▸ Given exercise
Answer the following from the portfolio outlook text below:
(a) At what time of year does the team meet to discuss positioning the portfolios for the coming year?
(b) What threshold defines a technical bear market?
(c) On what date was the annual outlook published?

▸ Supplied passage
········

In late November of every year, our team convenes for a series of discussions about how to position the portfolios under our management for the year ahead. Since we manage our clients’ assets around long term financial goals, the changes we make from year to year tend to be incremental rather than radical. That being said, we do take into account potential likely economic and capital market scenarios for the year ahead, assessing the balance of upside and downside factors, to determine whether a somewhat more defensive or somewhat more growth-seeking approach makes sense.
In this week’s post we want to help you understand the thinking behind the portfolio management decisions we have made since the beginning of the year and how they stack up in the context of the current environment. A major influencing factor leading to those decisions was the expectation that we would be managing through a period of heightened uncertainty.
Structural Volatility
During our deliberations in late 2018 financial markets were in a tailspin, with the S&P 500 coming very close to a technical bear market (the threshold for which is a 20 percent retreat from the previous high). Emotions can run high during pullbacks of this magnitude, and those emotions can lead to the wrong decisions. Rather than focusing on the immediate moment, therefore, we considered a broader picture of how markets had been behaving for much of the previous year. The fall 2018 pullback was the second significant correction of that year, the first having occurred in late January. After a very strong bull run in 2017 during which stock markets rose by more than 20 percent with very low underlying volatility, we believed the bull market had entered a new phase – one with less directional certainty (either up or down) and more dramatic variations around central trends.
We communicated this view to you in our annual outlook published on January 19 of this year. “We believe heightened volatility will be the principal characteristic of asset markets in 2019” was the key message of that report, noting that “volatility” is a two way street — both up and down. From a practical standpoint, that meant bringing our equity weightings down somewhat from where they were in our 2017 allocation models. Not dramatically – again, our portfolios are positioned around long-term financial objectives, not short-term market timing considerations. But we felt that a somewhat more defensive position for the risk asset classes in our portfolios was appropriate for an uncertain environment.
What About Bonds?

········

▸ Source excerpt
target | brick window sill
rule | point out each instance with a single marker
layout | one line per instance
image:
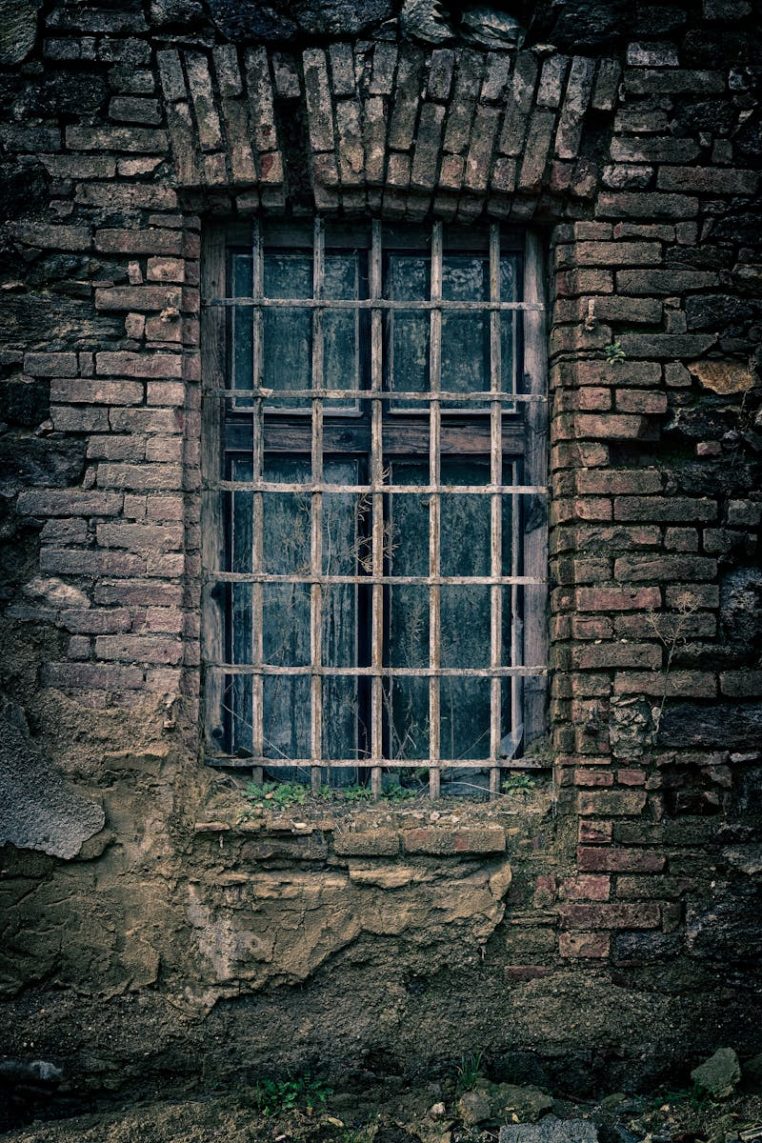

········

▸ Worked solution
(a) Late November.
(b) A 20 percent retreat from the previous high.
(c) January 19.